From the listing below, pull each line that includes "white".

RECORDS PROVIDED START

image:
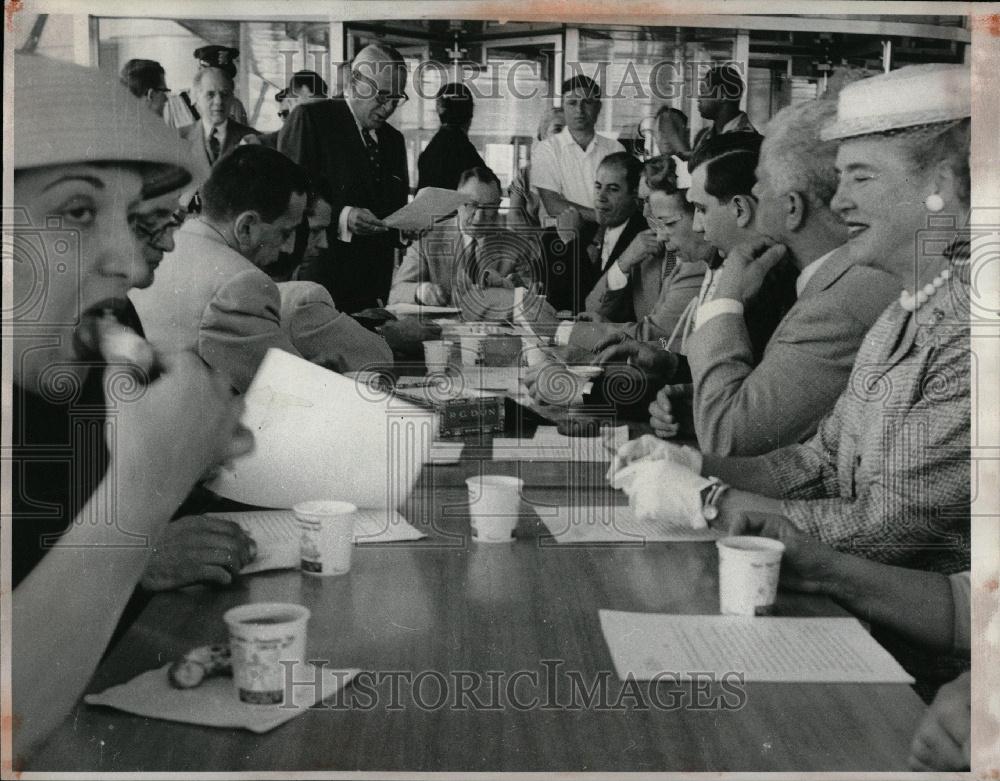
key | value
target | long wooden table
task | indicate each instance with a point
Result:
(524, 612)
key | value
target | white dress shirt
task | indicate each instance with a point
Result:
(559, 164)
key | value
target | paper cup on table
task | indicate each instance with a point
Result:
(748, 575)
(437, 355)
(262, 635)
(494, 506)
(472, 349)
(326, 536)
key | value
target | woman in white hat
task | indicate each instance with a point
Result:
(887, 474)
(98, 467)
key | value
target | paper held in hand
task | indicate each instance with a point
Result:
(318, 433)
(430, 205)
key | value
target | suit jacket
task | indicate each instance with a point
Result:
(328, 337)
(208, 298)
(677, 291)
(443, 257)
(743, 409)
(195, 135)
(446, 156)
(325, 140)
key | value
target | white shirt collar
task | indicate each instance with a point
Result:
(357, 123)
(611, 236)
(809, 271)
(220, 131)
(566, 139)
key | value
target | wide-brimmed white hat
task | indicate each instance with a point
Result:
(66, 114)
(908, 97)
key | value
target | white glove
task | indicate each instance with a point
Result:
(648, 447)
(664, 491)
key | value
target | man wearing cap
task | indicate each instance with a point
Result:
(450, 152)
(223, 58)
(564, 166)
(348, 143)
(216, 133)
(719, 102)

RECORDS PROVIDED END
RECORDS PROVIDED START

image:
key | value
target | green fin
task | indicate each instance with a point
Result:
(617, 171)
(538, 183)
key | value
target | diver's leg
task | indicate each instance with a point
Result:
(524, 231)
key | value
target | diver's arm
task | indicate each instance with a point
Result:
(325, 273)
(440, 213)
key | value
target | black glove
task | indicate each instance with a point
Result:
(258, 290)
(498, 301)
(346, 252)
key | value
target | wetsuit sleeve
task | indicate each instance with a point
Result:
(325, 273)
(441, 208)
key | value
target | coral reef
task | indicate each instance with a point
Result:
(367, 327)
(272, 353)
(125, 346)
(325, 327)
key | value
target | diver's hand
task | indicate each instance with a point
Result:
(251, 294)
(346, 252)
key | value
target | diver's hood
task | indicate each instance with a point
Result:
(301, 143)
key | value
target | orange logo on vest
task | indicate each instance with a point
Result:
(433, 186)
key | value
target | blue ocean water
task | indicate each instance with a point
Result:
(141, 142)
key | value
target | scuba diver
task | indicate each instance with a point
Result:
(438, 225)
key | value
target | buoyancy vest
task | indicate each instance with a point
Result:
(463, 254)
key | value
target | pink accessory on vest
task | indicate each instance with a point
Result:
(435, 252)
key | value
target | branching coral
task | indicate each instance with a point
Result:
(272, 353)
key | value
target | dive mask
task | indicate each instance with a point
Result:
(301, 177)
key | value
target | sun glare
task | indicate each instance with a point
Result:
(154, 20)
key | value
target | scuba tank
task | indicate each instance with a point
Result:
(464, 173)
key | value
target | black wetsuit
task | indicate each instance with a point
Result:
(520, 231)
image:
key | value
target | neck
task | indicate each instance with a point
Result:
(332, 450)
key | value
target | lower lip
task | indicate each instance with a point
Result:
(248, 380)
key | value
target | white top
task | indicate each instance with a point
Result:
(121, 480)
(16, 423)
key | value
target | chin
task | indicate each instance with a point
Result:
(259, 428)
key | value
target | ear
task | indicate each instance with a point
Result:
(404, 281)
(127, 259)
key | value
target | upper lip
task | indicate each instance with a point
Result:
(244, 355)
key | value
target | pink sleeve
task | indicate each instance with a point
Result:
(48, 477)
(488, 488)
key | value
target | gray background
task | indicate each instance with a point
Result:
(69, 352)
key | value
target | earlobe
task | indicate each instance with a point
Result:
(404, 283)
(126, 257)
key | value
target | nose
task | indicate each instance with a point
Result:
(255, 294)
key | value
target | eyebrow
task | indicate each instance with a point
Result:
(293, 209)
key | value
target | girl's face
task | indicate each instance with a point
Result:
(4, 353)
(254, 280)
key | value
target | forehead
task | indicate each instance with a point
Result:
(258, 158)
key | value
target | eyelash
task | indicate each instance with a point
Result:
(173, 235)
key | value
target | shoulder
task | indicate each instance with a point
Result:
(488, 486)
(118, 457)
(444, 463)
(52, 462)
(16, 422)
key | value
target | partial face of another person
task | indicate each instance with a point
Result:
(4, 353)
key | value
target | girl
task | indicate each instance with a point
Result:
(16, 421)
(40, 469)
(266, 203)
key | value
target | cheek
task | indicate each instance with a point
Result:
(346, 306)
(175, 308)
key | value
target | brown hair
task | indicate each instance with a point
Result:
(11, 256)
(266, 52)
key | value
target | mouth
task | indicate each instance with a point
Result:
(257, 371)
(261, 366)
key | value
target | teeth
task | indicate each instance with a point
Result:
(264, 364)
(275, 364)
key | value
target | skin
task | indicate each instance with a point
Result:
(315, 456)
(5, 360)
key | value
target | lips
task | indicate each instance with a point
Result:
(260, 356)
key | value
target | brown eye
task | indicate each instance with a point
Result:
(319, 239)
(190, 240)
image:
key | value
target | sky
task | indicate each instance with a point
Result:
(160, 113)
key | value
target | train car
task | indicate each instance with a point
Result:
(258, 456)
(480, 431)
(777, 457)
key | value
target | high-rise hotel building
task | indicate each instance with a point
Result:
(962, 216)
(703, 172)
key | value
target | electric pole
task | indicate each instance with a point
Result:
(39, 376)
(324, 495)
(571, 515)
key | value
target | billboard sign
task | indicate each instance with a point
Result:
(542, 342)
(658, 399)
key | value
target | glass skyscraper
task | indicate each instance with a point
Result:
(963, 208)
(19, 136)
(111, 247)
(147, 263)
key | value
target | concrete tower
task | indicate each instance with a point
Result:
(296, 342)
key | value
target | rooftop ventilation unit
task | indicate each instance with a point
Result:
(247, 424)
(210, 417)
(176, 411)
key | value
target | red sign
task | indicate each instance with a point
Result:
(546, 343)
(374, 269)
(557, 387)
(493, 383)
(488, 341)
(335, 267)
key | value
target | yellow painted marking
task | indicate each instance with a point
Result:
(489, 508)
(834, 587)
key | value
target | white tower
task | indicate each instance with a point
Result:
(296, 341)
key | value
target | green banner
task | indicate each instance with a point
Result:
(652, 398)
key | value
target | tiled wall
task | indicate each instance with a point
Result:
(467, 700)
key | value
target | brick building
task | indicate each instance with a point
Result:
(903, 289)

RECORDS PROVIDED END

* [TASK ANSWER]:
target | white dress shirt
target | woman in white hat
target | white shirt collar
target | wide-brimmed white hat
target | white glove
target | white top
target | white tower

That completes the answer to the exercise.